## Start Provided records
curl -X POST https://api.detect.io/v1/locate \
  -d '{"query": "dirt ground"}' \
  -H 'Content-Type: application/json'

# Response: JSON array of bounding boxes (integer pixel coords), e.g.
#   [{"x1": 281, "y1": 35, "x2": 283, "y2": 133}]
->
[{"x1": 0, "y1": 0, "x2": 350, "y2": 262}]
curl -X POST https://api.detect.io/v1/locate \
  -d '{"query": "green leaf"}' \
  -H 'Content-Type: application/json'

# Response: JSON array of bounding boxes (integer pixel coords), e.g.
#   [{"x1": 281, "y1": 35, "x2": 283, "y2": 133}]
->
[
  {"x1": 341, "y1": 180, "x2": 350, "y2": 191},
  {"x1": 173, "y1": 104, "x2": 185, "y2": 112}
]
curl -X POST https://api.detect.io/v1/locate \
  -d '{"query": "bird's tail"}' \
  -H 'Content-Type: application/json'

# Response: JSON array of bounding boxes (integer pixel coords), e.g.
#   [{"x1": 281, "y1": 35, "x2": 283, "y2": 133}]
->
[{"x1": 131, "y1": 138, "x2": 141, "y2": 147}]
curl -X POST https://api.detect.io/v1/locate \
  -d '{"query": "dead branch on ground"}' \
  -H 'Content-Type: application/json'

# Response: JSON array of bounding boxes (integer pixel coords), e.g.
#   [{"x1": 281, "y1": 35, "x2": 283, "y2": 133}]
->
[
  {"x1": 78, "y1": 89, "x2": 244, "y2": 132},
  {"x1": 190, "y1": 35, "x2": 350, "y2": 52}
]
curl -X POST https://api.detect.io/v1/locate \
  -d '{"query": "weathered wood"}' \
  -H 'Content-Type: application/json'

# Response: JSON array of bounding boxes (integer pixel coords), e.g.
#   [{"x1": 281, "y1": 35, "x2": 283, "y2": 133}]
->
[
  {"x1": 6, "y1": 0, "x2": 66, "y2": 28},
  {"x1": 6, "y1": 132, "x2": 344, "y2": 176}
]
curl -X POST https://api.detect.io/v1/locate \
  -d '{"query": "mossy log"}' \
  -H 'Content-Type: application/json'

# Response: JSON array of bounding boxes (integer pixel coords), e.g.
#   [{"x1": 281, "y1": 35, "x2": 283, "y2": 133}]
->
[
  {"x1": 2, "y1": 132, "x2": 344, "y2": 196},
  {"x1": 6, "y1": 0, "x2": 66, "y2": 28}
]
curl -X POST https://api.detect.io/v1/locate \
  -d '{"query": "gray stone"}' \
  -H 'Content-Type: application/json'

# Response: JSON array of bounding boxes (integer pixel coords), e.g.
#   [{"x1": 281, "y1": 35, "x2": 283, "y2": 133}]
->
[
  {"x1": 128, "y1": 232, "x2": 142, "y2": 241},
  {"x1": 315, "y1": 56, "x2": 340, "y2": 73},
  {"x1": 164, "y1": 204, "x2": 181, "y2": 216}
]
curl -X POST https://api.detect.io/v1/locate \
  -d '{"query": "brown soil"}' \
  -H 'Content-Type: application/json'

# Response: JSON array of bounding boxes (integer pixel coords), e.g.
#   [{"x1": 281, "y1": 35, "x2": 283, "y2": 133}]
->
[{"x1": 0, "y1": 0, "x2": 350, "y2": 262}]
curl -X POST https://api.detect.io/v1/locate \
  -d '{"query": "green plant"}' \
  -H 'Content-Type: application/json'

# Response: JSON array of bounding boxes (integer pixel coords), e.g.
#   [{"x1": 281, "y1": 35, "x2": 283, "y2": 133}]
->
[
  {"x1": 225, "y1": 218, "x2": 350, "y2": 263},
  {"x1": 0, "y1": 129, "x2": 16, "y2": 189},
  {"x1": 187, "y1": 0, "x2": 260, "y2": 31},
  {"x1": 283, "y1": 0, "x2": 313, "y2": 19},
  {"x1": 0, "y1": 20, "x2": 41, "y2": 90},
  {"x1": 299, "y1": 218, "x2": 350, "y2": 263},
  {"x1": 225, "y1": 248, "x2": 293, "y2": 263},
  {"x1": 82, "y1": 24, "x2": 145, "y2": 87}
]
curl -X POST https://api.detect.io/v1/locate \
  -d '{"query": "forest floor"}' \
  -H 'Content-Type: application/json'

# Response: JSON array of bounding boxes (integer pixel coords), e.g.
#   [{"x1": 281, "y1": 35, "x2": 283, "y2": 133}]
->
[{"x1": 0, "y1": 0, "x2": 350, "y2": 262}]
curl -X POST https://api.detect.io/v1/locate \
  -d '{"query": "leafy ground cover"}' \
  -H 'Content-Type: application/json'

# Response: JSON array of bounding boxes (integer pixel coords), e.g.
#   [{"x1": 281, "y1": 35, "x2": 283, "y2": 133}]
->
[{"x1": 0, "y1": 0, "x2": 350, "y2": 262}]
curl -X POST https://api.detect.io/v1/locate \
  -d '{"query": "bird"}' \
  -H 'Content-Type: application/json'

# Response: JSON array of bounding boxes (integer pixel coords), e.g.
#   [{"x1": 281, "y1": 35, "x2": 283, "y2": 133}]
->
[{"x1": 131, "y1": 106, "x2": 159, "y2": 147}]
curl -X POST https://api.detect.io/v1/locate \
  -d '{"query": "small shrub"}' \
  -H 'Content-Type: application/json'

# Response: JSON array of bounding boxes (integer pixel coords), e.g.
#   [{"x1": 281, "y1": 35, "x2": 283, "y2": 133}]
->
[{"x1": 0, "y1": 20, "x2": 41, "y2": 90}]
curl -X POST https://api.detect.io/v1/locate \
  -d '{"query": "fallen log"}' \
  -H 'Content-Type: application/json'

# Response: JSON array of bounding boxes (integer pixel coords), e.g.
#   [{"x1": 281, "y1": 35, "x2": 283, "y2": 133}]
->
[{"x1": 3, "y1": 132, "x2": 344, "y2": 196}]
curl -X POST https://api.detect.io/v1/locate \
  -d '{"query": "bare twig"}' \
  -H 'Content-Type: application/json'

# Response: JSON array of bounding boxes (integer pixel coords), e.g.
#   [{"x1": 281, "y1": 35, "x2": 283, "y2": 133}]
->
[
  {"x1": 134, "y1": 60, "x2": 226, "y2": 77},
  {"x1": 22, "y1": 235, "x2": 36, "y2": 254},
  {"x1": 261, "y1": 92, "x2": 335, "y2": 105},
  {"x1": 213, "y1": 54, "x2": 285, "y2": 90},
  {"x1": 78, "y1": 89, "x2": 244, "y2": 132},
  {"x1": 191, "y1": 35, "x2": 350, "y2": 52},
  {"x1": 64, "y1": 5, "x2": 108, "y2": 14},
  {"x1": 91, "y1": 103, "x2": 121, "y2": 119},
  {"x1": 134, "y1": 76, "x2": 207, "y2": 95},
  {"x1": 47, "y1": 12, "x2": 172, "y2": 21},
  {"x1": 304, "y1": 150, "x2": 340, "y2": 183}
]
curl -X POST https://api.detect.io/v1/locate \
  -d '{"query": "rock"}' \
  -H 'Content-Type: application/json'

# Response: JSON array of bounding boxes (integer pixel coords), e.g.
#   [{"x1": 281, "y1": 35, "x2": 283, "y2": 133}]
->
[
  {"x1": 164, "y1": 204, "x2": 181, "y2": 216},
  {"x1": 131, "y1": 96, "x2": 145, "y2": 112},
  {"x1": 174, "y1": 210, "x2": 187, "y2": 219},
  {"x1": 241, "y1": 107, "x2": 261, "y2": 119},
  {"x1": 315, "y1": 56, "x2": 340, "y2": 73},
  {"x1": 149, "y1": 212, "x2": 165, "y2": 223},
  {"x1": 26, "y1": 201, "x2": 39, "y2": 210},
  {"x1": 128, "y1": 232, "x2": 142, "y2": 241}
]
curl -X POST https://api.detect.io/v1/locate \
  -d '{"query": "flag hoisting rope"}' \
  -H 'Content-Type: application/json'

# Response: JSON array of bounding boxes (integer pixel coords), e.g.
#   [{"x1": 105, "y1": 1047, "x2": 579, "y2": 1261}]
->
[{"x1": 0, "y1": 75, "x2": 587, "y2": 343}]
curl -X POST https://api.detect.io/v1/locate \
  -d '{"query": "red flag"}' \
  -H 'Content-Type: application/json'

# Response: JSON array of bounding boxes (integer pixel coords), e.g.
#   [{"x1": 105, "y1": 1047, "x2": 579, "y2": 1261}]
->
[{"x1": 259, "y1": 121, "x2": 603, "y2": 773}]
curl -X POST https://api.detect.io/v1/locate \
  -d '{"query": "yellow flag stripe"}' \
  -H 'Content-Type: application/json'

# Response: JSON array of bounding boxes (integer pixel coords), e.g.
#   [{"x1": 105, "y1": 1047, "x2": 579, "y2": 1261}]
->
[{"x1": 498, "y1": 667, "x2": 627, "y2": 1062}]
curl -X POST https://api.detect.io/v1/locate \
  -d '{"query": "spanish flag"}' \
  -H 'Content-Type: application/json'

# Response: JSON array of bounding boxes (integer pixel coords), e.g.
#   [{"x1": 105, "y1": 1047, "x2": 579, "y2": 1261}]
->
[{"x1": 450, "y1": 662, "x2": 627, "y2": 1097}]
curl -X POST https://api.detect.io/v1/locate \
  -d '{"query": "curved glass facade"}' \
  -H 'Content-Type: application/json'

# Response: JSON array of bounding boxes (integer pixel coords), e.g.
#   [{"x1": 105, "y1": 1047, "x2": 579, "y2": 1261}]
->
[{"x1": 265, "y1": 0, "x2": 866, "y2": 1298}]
## End Provided records
- [Goal] Please pull out every line of the data above that contains the string "green", treating uppercase and lowercase as different.

- [The response]
  -d '{"query": "green leaf"}' \
  -d '{"query": "green plant"}' \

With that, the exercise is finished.